▶ Dataset records
>>
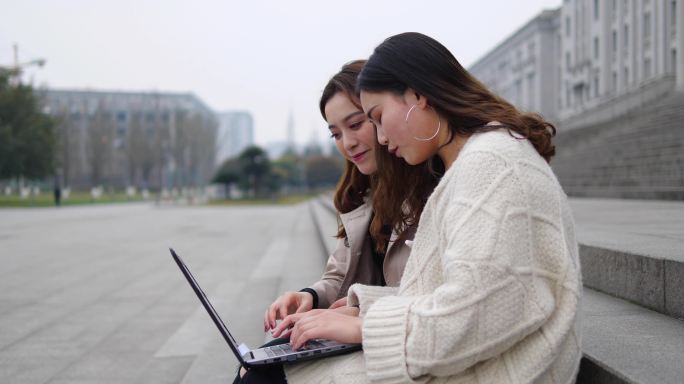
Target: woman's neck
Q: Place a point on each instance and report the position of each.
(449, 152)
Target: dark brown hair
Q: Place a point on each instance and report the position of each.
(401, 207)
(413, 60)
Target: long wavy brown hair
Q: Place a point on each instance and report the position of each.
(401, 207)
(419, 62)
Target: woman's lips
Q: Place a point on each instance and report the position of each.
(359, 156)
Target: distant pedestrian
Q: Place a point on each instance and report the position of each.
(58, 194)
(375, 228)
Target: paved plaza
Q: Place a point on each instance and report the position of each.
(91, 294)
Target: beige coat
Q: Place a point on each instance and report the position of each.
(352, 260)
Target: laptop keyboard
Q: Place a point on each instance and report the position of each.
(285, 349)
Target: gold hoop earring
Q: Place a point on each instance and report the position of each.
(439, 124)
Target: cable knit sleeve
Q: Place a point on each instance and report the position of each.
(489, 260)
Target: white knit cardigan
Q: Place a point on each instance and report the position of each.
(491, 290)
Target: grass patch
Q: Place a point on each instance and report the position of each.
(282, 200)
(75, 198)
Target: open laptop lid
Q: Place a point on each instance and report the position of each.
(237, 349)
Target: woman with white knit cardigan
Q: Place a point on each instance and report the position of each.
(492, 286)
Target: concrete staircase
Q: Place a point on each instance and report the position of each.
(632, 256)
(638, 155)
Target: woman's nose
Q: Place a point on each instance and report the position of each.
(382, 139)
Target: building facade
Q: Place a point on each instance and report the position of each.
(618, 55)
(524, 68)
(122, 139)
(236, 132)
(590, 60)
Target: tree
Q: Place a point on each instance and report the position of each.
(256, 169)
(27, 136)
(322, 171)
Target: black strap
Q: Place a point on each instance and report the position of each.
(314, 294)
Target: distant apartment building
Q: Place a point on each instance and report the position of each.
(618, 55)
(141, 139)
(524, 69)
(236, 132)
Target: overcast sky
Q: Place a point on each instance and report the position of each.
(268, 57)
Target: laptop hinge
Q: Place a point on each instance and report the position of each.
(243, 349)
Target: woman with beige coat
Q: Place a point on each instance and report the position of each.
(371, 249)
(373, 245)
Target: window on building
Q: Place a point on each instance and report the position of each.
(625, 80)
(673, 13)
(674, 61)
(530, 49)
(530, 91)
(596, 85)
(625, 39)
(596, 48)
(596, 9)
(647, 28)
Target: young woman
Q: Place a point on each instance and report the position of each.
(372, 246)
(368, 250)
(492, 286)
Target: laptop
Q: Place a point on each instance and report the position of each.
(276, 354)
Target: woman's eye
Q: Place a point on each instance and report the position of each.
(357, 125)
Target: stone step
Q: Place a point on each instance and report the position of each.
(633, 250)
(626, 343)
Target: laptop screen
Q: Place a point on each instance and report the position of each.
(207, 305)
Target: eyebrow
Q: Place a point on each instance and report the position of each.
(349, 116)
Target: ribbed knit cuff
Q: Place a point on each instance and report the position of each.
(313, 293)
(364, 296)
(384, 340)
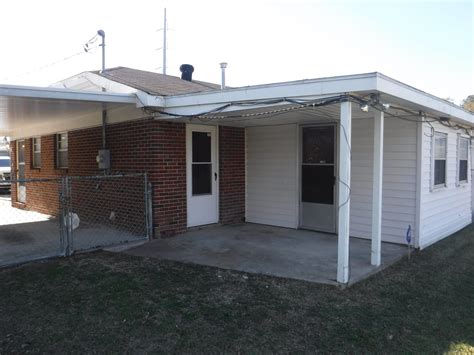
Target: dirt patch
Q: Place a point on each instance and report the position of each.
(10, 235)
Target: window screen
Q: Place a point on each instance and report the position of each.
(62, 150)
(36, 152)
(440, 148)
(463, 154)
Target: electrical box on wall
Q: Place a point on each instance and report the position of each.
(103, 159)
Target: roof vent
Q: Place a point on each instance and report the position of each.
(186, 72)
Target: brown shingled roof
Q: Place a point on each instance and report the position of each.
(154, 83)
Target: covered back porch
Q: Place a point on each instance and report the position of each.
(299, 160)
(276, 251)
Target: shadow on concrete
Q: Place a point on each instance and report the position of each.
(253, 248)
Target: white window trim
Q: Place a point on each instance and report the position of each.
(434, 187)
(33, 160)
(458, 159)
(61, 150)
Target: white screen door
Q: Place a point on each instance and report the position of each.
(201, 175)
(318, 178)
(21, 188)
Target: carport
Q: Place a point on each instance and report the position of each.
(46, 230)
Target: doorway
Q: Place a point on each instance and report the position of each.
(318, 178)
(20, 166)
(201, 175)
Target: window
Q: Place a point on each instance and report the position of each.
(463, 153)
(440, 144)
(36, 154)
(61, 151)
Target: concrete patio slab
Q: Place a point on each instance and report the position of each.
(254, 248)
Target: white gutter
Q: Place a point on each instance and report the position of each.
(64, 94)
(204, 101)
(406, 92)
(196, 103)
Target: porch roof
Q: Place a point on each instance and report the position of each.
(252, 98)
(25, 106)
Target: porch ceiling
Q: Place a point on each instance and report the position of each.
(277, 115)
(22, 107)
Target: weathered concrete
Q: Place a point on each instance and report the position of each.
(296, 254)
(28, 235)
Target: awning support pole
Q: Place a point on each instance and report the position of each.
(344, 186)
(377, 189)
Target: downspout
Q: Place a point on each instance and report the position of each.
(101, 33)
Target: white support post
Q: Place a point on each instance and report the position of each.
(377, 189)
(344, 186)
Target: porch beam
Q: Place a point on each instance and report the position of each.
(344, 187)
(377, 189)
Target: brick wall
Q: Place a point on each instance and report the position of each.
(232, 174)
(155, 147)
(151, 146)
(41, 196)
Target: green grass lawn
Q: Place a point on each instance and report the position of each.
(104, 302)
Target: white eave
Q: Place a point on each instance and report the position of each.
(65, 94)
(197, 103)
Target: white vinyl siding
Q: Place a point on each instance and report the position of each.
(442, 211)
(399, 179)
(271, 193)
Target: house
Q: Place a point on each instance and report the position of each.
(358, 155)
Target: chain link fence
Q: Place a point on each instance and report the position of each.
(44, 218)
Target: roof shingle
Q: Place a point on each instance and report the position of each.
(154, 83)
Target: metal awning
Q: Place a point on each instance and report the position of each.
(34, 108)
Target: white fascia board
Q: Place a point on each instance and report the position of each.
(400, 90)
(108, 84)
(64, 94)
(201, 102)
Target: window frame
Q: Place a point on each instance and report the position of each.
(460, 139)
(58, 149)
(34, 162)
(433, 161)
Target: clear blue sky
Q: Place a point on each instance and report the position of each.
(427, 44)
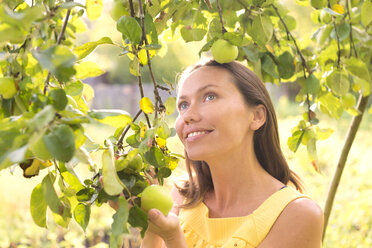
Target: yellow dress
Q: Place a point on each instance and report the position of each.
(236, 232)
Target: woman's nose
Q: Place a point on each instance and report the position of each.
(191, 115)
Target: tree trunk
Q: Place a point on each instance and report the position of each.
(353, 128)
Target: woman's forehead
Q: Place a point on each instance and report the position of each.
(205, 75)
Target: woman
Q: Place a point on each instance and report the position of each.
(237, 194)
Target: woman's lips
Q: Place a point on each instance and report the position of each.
<<
▶ WHAT YOU SHOULD DO
Among the records above, count the lines that include the word "with" and state the number by itself.

▶ ANSWER FOR THIS EXERCISE
2